- [WORK ORDER]: Extract the records in full, leaving every picture out.

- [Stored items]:
=== Begin Enclosure ===

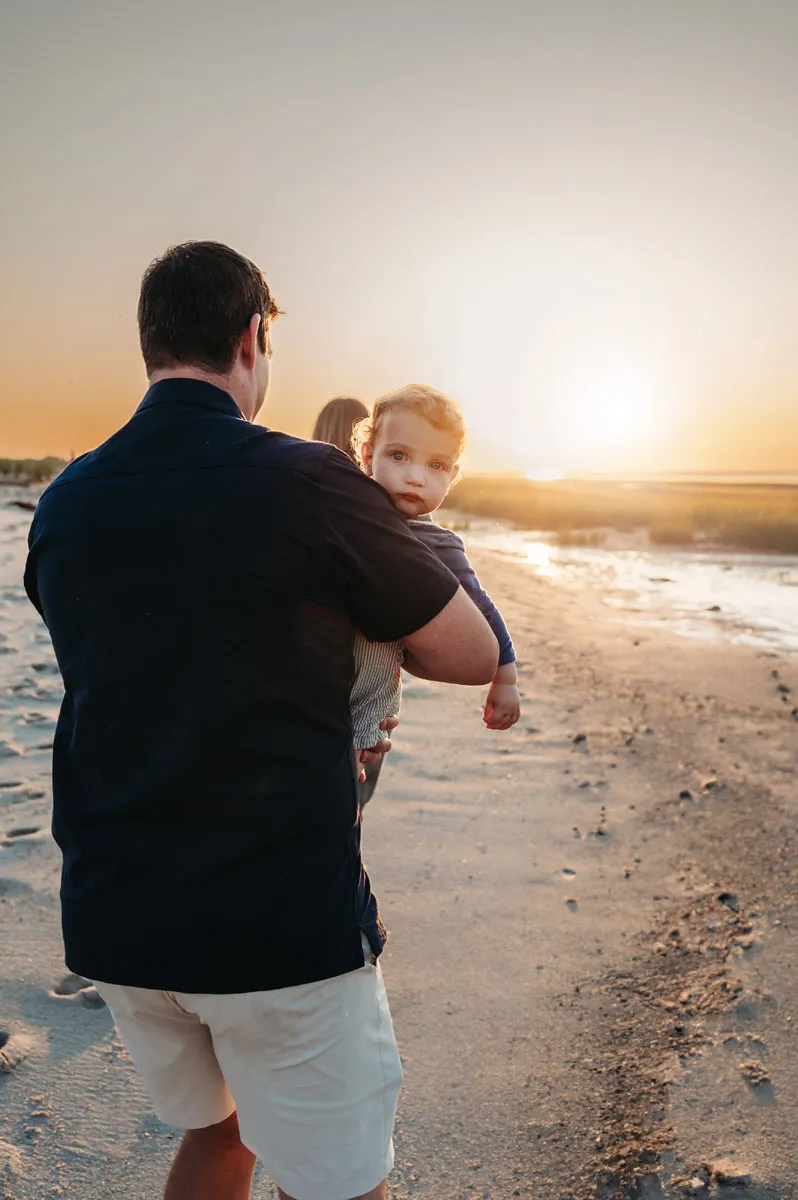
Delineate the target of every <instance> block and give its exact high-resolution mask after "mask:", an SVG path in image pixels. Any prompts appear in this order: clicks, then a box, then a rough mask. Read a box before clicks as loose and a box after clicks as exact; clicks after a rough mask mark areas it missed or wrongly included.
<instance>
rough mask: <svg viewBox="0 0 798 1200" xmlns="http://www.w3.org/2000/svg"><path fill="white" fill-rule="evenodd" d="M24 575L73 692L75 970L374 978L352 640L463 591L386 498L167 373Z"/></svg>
mask: <svg viewBox="0 0 798 1200" xmlns="http://www.w3.org/2000/svg"><path fill="white" fill-rule="evenodd" d="M25 584H26V588H28V594H29V596H30V599H31V600H32V602H34V604H35V605H36V607H37V608H38V611H40V612H41V614H42V617H43V618H44V622H46V623H47V626H48V629H49V631H50V635H52V638H53V644H54V648H55V654H56V658H58V662H59V667H60V670H61V674H62V678H64V688H65V697H64V704H62V709H61V715H60V719H59V725H58V731H56V736H55V744H54V750H53V774H54V786H53V791H54V817H53V832H54V835H55V839H56V841H58V844H59V846H60V847H61V851H62V853H64V870H62V883H61V899H62V914H64V936H65V943H66V960H67V965H68V967H70V968H71V970H72V971H76V972H78V973H80V974H84V976H88V977H89V978H92V979H100V980H104V982H107V983H120V984H128V985H132V986H142V988H158V989H164V990H172V991H191V992H234V991H256V990H266V989H272V988H283V986H289V985H293V984H300V983H310V982H313V980H318V979H324V978H329V977H331V976H336V974H341V973H343V972H346V971H352V970H355V968H358V967H360V966H362V962H364V955H362V949H361V940H360V932H361V930H364V931H365V932H366V934H367V936H368V940H370V942H371V946H372V948H373V949H374V950H376V952H377V953H378V952H379V949H382V944H383V940H384V934H383V930H382V924H380V922H379V917H378V913H377V904H376V900H374V898H373V895H372V893H371V889H370V886H368V878H367V876H366V872H365V870H364V868H362V863H361V858H360V818H359V810H358V800H356V787H355V766H354V756H353V751H352V726H350V721H349V707H348V698H349V688H350V684H352V674H353V659H352V641H353V631H354V629H355V628H356V629H360V630H361V631H362V632H364V634H365V636H366V637H368V638H370V640H372V641H395V640H397V638H401V637H403V636H404V635H407V634H409V632H412V631H414V630H416V629H419V628H420V626H422V625H425V624H426V623H427V622H428V620H431V619H432V617H434V616H436V614H437V613H438V612H439V611H440V610H442V608H443V607H444V606H445V605H446V604H448V601H449V600H450V599H451V596H452V595H454V593H455V590H456V587H457V583H456V580H455V578H454V576H452V575H451V572H450V571H449V570H446V569H445V568H444V566H443V565H442V564H440V563H439V560H438V559H437V558H436V556H434V554H433V553H432V552H431V551H430V550H427V548H426V547H425V546H422V545H421V544H420V542H419V541H418V539H416V538H415V536H414V535H413V534H412V533H410V532H409V529H408V527H407V524H406V522H404V521H403V518H402V517H401V516H400V515H398V514H397V512H396V510H395V509H394V506H392V505H391V503H390V500H389V499H388V497H386V494H385V493H384V492H383V490H382V488H380V487H379V486H378V485H376V484H374V482H372V481H371V480H368V479H366V476H365V475H364V474H362V473H361V472H359V470H358V469H356V468H355V467H354V466H353V464H352V463H350V462H349V460H348V458H346V457H344V455H342V454H340V452H338V451H337V450H334V449H332V448H331V446H328V445H324V444H319V443H312V442H301V440H298V439H295V438H290V437H287V436H284V434H282V433H275V432H271V431H269V430H266V428H263V427H262V426H258V425H252V424H251V422H248V421H246V420H245V419H244V418H242V415H241V413H240V410H239V409H238V407H236V404H235V403H234V401H233V400H232V397H230V396H228V395H227V392H224V391H221V390H218V389H217V388H214V386H211V385H210V384H206V383H202V382H197V380H191V379H169V380H164V382H162V383H157V384H155V385H154V386H152V388H151V389H150V391H149V392H148V395H146V396H145V398H144V401H143V403H142V404H140V407H139V409H138V412H137V413H136V414H134V415H133V418H132V419H131V420H130V421H128V422H127V425H125V426H124V427H122V428H121V430H120V431H119V432H118V433H115V434H114V436H113V437H112V438H110V439H109V440H108V442H106V443H104V444H103V445H102V446H100V449H97V450H94V451H92V452H90V454H88V455H84V456H83V457H82V458H78V460H77V461H76V462H73V463H72V464H71V466H70V467H67V468H66V470H65V472H64V474H61V475H60V476H59V478H58V479H56V480H55V481H54V482H53V484H52V485H50V486H49V487H48V490H47V491H46V492H44V494H43V497H42V499H41V502H40V504H38V509H37V511H36V515H35V517H34V523H32V527H31V534H30V556H29V560H28V569H26V574H25ZM386 715H388V714H386Z"/></svg>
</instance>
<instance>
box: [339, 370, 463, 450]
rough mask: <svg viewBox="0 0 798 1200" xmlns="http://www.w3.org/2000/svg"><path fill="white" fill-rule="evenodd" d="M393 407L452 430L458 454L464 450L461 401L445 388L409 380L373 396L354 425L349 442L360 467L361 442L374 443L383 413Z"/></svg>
mask: <svg viewBox="0 0 798 1200" xmlns="http://www.w3.org/2000/svg"><path fill="white" fill-rule="evenodd" d="M396 409H406V410H407V412H410V413H418V414H419V416H422V418H424V419H425V421H428V422H430V425H433V426H434V428H437V430H446V432H448V433H454V436H455V437H456V438H457V442H458V449H457V457H460V455H461V454H462V452H463V450H464V448H466V437H467V430H466V421H464V420H463V414H462V413H461V410H460V404H457V403H456V402H455V401H454V400H452V398H451V397H450V396H446V395H445V392H443V391H438V390H437V389H436V388H430V386H427V384H424V383H408V384H407V385H406V386H404V388H397V390H396V391H386V392H385V395H384V396H380V397H379V398H378V400H376V401H374V407H373V408H372V410H371V413H370V414H368V416H364V419H362V420H361V421H358V424H356V425H355V427H354V431H353V434H352V444H353V446H354V451H355V455H356V456H358V462H359V463H360V466H361V467H362V466H364V461H362V448H364V445H365V444H366V443H368V445H371V446H374V444H376V442H377V438H378V437H379V426H380V425H382V421H383V419H384V416H385V414H386V413H390V412H395V410H396Z"/></svg>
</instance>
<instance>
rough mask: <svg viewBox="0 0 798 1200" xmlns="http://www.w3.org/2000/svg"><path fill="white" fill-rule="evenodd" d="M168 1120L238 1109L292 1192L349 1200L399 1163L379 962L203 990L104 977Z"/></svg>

=== End Enclosure ===

- [ANSWER TO THIS PROBLEM]:
Delineate the target of every <instance> block and give its exact high-resolution mask after "mask:", an SVG path in image pixels. Any prompts appear in this order: clicks, then a box, then a rough mask. Read a box before clicks as loose and a box after clicks as exact; clicks after a rough mask mark areas it missed or wrongly included.
<instance>
rough mask: <svg viewBox="0 0 798 1200" xmlns="http://www.w3.org/2000/svg"><path fill="white" fill-rule="evenodd" d="M24 575L73 692L75 970L374 978L352 640L463 591L386 498L167 373Z"/></svg>
mask: <svg viewBox="0 0 798 1200" xmlns="http://www.w3.org/2000/svg"><path fill="white" fill-rule="evenodd" d="M25 584H26V588H28V594H29V596H30V599H31V600H32V602H34V604H35V605H36V607H37V608H38V611H40V612H41V614H42V617H43V618H44V622H46V623H47V626H48V629H49V631H50V635H52V638H53V644H54V648H55V654H56V658H58V662H59V667H60V670H61V674H62V678H64V688H65V697H64V704H62V709H61V715H60V719H59V725H58V731H56V736H55V744H54V750H53V774H54V786H53V791H54V817H53V832H54V835H55V839H56V841H58V844H59V846H60V847H61V851H62V853H64V870H62V883H61V899H62V914H64V936H65V943H66V960H67V965H68V967H70V968H71V970H72V971H76V972H78V973H80V974H84V976H88V977H89V978H92V979H100V980H104V982H107V983H120V984H128V985H132V986H142V988H158V989H164V990H172V991H191V992H234V991H256V990H266V989H272V988H283V986H289V985H293V984H300V983H310V982H313V980H318V979H324V978H329V977H331V976H336V974H341V973H343V972H346V971H352V970H355V968H358V967H360V966H362V962H364V955H362V949H361V940H360V932H361V930H364V931H365V932H366V934H367V936H368V940H370V942H371V946H372V948H373V949H374V950H376V952H377V953H378V952H379V949H382V944H383V940H384V934H383V930H382V924H380V922H379V917H378V913H377V904H376V900H374V898H373V895H372V893H371V889H370V886H368V878H367V876H366V872H365V870H364V868H362V863H361V858H360V818H359V810H358V800H356V787H355V766H354V756H353V751H352V726H350V721H349V707H348V698H349V688H350V684H352V674H353V659H352V641H353V631H354V629H355V628H356V629H360V630H361V631H362V632H364V634H365V636H366V637H368V638H370V640H372V641H395V640H397V638H401V637H403V636H404V635H407V634H409V632H412V631H414V630H416V629H419V628H420V626H422V625H425V624H426V623H427V622H428V620H431V619H432V617H434V616H436V614H437V613H438V612H439V611H440V610H442V608H443V607H444V606H445V605H446V604H448V601H449V600H450V599H451V596H452V595H454V593H455V590H456V587H457V583H456V580H455V578H454V576H452V575H451V572H450V571H449V570H446V569H445V568H444V566H443V565H442V564H440V563H439V560H438V559H437V558H436V556H434V554H433V553H432V552H431V551H430V550H427V548H426V547H425V546H422V545H421V544H420V542H419V541H418V539H416V538H415V536H414V535H413V534H412V533H410V532H409V529H408V527H407V524H406V522H404V521H403V518H402V517H401V516H400V515H398V514H397V512H396V510H395V509H394V506H392V505H391V503H390V500H389V499H388V497H386V494H385V493H384V492H383V490H382V488H380V487H379V486H378V485H376V484H374V482H372V481H371V480H368V479H366V476H365V475H364V474H362V473H361V472H359V470H358V469H356V468H355V467H354V466H353V464H352V463H350V462H349V460H348V458H346V457H344V455H342V454H340V452H338V451H337V450H334V449H332V448H331V446H328V445H324V444H319V443H312V442H301V440H298V439H295V438H290V437H287V436H284V434H282V433H275V432H271V431H269V430H266V428H263V427H262V426H258V425H252V424H251V422H248V421H246V420H245V419H244V418H242V415H241V413H240V410H239V409H238V407H236V404H235V403H234V401H233V400H232V397H230V396H228V395H227V392H224V391H221V390H218V389H217V388H214V386H211V385H210V384H206V383H202V382H197V380H191V379H169V380H164V382H162V383H157V384H155V385H154V386H152V388H151V389H150V391H149V392H148V395H146V396H145V398H144V401H143V403H142V404H140V407H139V409H138V412H137V413H136V414H134V415H133V418H132V419H131V420H130V421H128V422H127V425H125V426H124V427H122V428H121V430H120V431H119V432H118V433H115V434H114V436H113V437H112V438H110V439H109V440H108V442H106V443H104V444H103V445H102V446H100V449H97V450H94V451H92V452H90V454H88V455H84V456H83V457H82V458H78V460H77V461H76V462H73V463H72V464H71V466H70V467H67V468H66V470H65V472H64V474H61V475H60V476H59V478H58V479H56V480H55V481H54V482H53V484H52V485H50V486H49V487H48V490H47V491H46V492H44V494H43V497H42V499H41V502H40V504H38V509H37V511H36V515H35V517H34V523H32V527H31V534H30V556H29V560H28V569H26V574H25ZM386 715H388V714H386Z"/></svg>
</instance>
<instance>
box: [339, 370, 463, 450]
rough mask: <svg viewBox="0 0 798 1200" xmlns="http://www.w3.org/2000/svg"><path fill="white" fill-rule="evenodd" d="M393 407L452 430L458 454L464 450L461 401L445 388L409 380L373 396L354 425L349 442L360 467L361 442L374 443L383 413Z"/></svg>
mask: <svg viewBox="0 0 798 1200" xmlns="http://www.w3.org/2000/svg"><path fill="white" fill-rule="evenodd" d="M396 409H406V410H407V412H410V413H418V414H419V416H422V418H424V419H425V421H428V422H430V425H433V426H434V428H437V430H446V432H448V433H454V436H455V437H456V438H457V442H458V449H457V457H460V455H461V454H462V452H463V450H464V448H466V437H467V430H466V421H464V420H463V414H462V413H461V410H460V404H457V403H456V402H455V401H454V400H452V398H451V397H450V396H446V395H445V392H443V391H438V390H437V389H436V388H430V386H427V384H424V383H408V384H407V385H406V386H404V388H397V390H396V391H386V392H385V395H384V396H380V397H379V398H378V400H376V401H374V407H373V408H372V410H371V413H370V414H368V416H364V419H362V420H361V421H358V424H356V425H355V427H354V431H353V434H352V444H353V446H354V451H355V455H356V456H358V462H359V463H360V466H361V467H362V466H364V461H362V448H364V445H365V444H366V443H368V445H371V446H374V444H376V442H377V438H378V437H379V426H380V425H382V421H383V419H384V416H385V414H386V413H390V412H395V410H396Z"/></svg>
</instance>
<instance>
rough mask: <svg viewBox="0 0 798 1200" xmlns="http://www.w3.org/2000/svg"><path fill="white" fill-rule="evenodd" d="M168 1120L238 1109L292 1192L349 1200L399 1163L379 962L203 990L104 977Z"/></svg>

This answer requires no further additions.